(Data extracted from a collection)

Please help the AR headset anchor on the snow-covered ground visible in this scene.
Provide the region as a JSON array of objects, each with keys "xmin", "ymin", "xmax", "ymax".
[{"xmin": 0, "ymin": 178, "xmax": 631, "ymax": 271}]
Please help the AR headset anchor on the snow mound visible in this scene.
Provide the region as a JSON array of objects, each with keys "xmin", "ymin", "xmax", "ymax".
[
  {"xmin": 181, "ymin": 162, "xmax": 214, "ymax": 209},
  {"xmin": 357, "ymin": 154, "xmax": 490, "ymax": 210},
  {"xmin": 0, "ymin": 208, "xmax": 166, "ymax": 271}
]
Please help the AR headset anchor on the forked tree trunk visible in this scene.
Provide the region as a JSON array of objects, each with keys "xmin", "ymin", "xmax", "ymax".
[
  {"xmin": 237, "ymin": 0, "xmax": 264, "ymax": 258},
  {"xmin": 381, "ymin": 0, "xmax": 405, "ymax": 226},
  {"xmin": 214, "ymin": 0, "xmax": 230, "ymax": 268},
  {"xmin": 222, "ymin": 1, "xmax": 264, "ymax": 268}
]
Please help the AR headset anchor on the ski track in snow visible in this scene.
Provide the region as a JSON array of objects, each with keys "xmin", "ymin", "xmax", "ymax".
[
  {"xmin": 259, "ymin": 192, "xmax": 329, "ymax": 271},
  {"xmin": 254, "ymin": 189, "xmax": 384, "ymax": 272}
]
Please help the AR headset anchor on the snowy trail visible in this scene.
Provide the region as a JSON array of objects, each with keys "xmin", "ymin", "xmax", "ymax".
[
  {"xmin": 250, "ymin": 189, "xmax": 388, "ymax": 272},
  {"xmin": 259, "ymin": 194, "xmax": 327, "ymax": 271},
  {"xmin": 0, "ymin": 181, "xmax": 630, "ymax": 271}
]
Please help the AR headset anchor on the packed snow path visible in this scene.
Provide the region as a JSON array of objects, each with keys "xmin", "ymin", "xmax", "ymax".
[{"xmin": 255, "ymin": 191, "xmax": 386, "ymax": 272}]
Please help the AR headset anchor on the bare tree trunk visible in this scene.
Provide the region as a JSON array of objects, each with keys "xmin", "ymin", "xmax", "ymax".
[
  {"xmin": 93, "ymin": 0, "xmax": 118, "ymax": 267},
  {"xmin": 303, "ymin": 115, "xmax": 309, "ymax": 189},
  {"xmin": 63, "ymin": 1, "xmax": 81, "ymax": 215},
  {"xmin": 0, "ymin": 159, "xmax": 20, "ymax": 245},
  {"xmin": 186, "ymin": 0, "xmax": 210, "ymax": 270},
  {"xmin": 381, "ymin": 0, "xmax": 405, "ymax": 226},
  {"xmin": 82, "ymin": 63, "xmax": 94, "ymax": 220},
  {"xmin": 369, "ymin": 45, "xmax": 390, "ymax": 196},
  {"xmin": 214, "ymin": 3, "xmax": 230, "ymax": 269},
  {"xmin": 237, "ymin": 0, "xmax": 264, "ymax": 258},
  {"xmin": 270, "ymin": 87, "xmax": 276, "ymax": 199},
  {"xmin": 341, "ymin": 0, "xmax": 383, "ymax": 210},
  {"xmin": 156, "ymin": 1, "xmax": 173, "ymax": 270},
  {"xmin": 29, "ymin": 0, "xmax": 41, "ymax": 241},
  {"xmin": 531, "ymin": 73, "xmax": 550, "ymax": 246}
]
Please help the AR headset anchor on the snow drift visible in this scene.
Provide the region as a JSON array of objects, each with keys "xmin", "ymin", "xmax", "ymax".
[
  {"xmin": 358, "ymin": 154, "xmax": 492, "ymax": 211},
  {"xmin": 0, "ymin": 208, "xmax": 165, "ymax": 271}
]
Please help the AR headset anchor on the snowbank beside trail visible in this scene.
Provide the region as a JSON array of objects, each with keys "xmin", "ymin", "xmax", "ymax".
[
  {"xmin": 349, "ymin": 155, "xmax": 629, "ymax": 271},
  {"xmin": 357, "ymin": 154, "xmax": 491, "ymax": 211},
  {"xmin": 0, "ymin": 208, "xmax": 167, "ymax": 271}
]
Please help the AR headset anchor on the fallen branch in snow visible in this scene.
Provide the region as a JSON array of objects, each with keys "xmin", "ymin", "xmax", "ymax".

## EXERCISE DESCRIPTION
Set down each entry exactly as it appears above.

## EXERCISE SOLUTION
Please help the AR headset anchor on the snow-covered ground visible in this scene.
Provide the region as a JSON array of objects, each with keys "xmin", "ymin", "xmax", "ymax".
[{"xmin": 0, "ymin": 178, "xmax": 631, "ymax": 271}]
Please help the AR headset anchor on the snow mound visible in this scene.
Provide the region as a JSON array of objects, each with keys "xmin", "ymin", "xmax", "ymax".
[
  {"xmin": 181, "ymin": 162, "xmax": 214, "ymax": 209},
  {"xmin": 357, "ymin": 154, "xmax": 490, "ymax": 210},
  {"xmin": 0, "ymin": 208, "xmax": 166, "ymax": 271}
]
Please help the AR headset anchor on the forked tree trunk visible in this scene.
Provide the region as a JSON array of objects, each with keys "xmin", "ymin", "xmax", "ymax".
[
  {"xmin": 237, "ymin": 0, "xmax": 264, "ymax": 258},
  {"xmin": 381, "ymin": 0, "xmax": 405, "ymax": 226},
  {"xmin": 214, "ymin": 0, "xmax": 230, "ymax": 268},
  {"xmin": 222, "ymin": 1, "xmax": 264, "ymax": 268}
]
Please help the AR headset anchor on the ski track in snow visible in this scene.
Provide the region as a JSON array of objects, each with keys "xmin", "ymin", "xmax", "ymax".
[
  {"xmin": 259, "ymin": 192, "xmax": 329, "ymax": 271},
  {"xmin": 254, "ymin": 189, "xmax": 384, "ymax": 272}
]
Please help the AR headset anchor on the snowy trail visible in this scene.
Provide the region as a JSON array of objects, each with keys "xmin", "ymin", "xmax", "ymax".
[
  {"xmin": 250, "ymin": 189, "xmax": 388, "ymax": 272},
  {"xmin": 259, "ymin": 194, "xmax": 327, "ymax": 271},
  {"xmin": 0, "ymin": 181, "xmax": 630, "ymax": 271}
]
Please help the AR headset anchor on the packed snow path visible in this scene.
Provide the region as a JSON array of objects, each with keys "xmin", "ymin", "xmax", "ymax".
[{"xmin": 255, "ymin": 191, "xmax": 386, "ymax": 272}]
Please help the AR headset anchor on the bare tree trunk visible in this scene.
Provide the region as a JSON array of objects, each with keys "xmin", "ymin", "xmax", "ymax".
[
  {"xmin": 93, "ymin": 0, "xmax": 118, "ymax": 267},
  {"xmin": 303, "ymin": 115, "xmax": 309, "ymax": 189},
  {"xmin": 63, "ymin": 1, "xmax": 81, "ymax": 215},
  {"xmin": 0, "ymin": 159, "xmax": 20, "ymax": 245},
  {"xmin": 186, "ymin": 0, "xmax": 210, "ymax": 270},
  {"xmin": 381, "ymin": 0, "xmax": 405, "ymax": 226},
  {"xmin": 82, "ymin": 63, "xmax": 94, "ymax": 220},
  {"xmin": 369, "ymin": 45, "xmax": 390, "ymax": 196},
  {"xmin": 214, "ymin": 3, "xmax": 230, "ymax": 269},
  {"xmin": 237, "ymin": 0, "xmax": 264, "ymax": 258},
  {"xmin": 270, "ymin": 87, "xmax": 276, "ymax": 199},
  {"xmin": 341, "ymin": 0, "xmax": 383, "ymax": 210},
  {"xmin": 156, "ymin": 1, "xmax": 173, "ymax": 270},
  {"xmin": 29, "ymin": 0, "xmax": 41, "ymax": 241},
  {"xmin": 531, "ymin": 73, "xmax": 550, "ymax": 246}
]
Please help the AR headset anchor on the snow drift visible in this scene.
Provide the region as a JSON array of objects, each with keys "xmin", "ymin", "xmax", "ymax".
[
  {"xmin": 358, "ymin": 154, "xmax": 492, "ymax": 211},
  {"xmin": 0, "ymin": 208, "xmax": 165, "ymax": 271}
]
Please help the AR headset anchor on the snowbank beside trail visible in this scene.
Provide the region as a JSON array of objects, each with keys "xmin", "ymin", "xmax", "ymax".
[
  {"xmin": 349, "ymin": 155, "xmax": 629, "ymax": 271},
  {"xmin": 357, "ymin": 154, "xmax": 491, "ymax": 211},
  {"xmin": 0, "ymin": 208, "xmax": 167, "ymax": 271}
]
Please help the AR headset anchor on the fallen branch in snow visible in this scene.
Provide the region as a JSON array of objects, each with keys "xmin", "ymin", "xmax", "ymax".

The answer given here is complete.